*** Verilen metin

Osmanlı’yla Yarış Kazanılmaz

Çamlıca Tepesi'ne yapılması planlanan caminin projesini çizen mimar Hacı Mehmet Güner'in, 'Ecdadın yaptığından da geniş kubbe kullanacağız, en az 6 minaresi olacak ve minareleri dünyadaki en yüksek cami olacak' açıklamalarına sert tepki.

Milliyet’in dün Çamlıca Tepesi’ne yapılacak cami projesinin ayrıntılarına ilişkin haberi yankı uyandırdı. Kahramanmaraş’ta yaptığı caminin Başbakan Recep Tayyip Erdoğan tarafından beğenilmesi üzerine Çevre ve Şehircilik Bakanlığı Müşaviri olarak İstanbul’a atanan ve ekibiyle birlikte projeyi çizmeye başlayan mimar Hacı Mehmet Güner, caminin büyüklüğüne ilişkin iddialı açıklamalarda bulunmuştu. Güner, yapılacak caminin en az 6 minareli olacağını, minare sayısında bir sürprizin de gerçekleşebileceğini, kubbe genişliği bakımından da caminin ecdadın yaptığından da geniş olacağını söylemişti. Güner, cami minarelerinin de Medine-i Münevvere’yi aşacağını ve dünyadaki en uzun minareler olacağını açıklamıştı. Güner’in projesine mimarlar tepki gösterdi.

******
*** Satır kümesi

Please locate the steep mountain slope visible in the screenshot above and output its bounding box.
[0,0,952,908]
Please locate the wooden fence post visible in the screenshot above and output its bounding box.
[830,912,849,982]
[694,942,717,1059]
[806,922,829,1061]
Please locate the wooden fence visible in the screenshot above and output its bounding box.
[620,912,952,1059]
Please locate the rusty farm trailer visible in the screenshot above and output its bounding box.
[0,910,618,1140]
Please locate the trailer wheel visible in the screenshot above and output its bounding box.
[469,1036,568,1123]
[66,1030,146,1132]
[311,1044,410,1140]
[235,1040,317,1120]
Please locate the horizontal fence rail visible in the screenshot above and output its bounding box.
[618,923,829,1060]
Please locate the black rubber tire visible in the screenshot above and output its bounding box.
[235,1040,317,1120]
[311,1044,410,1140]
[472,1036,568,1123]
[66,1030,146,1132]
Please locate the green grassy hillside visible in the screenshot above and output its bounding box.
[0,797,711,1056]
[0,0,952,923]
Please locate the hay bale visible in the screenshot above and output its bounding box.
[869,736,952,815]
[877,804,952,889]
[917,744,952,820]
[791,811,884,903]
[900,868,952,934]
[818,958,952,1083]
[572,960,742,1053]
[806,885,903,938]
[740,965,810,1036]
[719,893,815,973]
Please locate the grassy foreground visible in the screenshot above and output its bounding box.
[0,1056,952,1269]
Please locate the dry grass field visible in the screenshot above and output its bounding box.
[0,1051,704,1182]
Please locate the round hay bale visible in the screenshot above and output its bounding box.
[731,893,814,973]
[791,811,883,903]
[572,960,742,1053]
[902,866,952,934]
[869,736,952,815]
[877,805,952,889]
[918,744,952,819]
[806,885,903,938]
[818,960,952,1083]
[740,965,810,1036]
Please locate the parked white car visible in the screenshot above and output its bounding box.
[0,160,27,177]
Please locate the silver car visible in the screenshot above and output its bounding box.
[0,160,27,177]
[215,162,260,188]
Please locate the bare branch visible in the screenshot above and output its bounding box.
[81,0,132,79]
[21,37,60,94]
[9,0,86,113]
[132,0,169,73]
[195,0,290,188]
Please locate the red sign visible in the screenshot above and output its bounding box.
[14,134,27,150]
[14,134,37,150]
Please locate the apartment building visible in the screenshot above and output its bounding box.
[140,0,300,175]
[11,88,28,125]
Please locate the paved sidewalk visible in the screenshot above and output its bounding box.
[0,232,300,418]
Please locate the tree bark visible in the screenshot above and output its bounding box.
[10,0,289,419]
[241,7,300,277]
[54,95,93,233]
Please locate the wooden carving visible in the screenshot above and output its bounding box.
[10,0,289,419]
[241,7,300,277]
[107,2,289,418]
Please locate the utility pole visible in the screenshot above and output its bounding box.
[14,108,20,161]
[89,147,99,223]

******

# Belirtilen amaç
Çamlıca Tepesi'ndeki cami projesine dair haberi lütfen son cümlesinden sonra devam ettirin.

# Görev yanıtı
SÜLEYMANİYE’Yİ BÜYÜK YAPAN MİNARESİ DEĞİL
PROF. DR. UĞUR TANYELİ (Mimarlık tarihi uzmanı): Şaka gibi. Caminin boyutları üzerinden bir inatlaşmanın kutsallığa saldırı olduğunu bile söyleyebilirim. Herkes istediği biçimde cami yapar ama Osmanlı camileriyle yarışma beklentisinin gülünç olduğunu söyleyebilirim. Osmanlı camilerinin tarihi yarımadada tepenin üzerinde konumlandığını biliyoruz. İstanbul’da kalan en yüksek tepenin üzerine cami yapma halinin Osmanlı camileriyle yarışma isteğine işaret ettiğini söyleyebilirim. Bu gülünç. Caminin kalitesi boyutuyla tanımlı değildir. Büyük kubbe, yüksek minare yapmak metrekareyi artırmak marifet değil. Marifet başka şey. Süleymaniye’yi Süleymaniye yapan şey metrekaresi ve minarenin büyük oluşu, tepenin üzerinde konumlanışı değil. Osmanlı camileriyle yarış kazanılmaz. Sadece taklit bir Osmanlı camisi daha olur.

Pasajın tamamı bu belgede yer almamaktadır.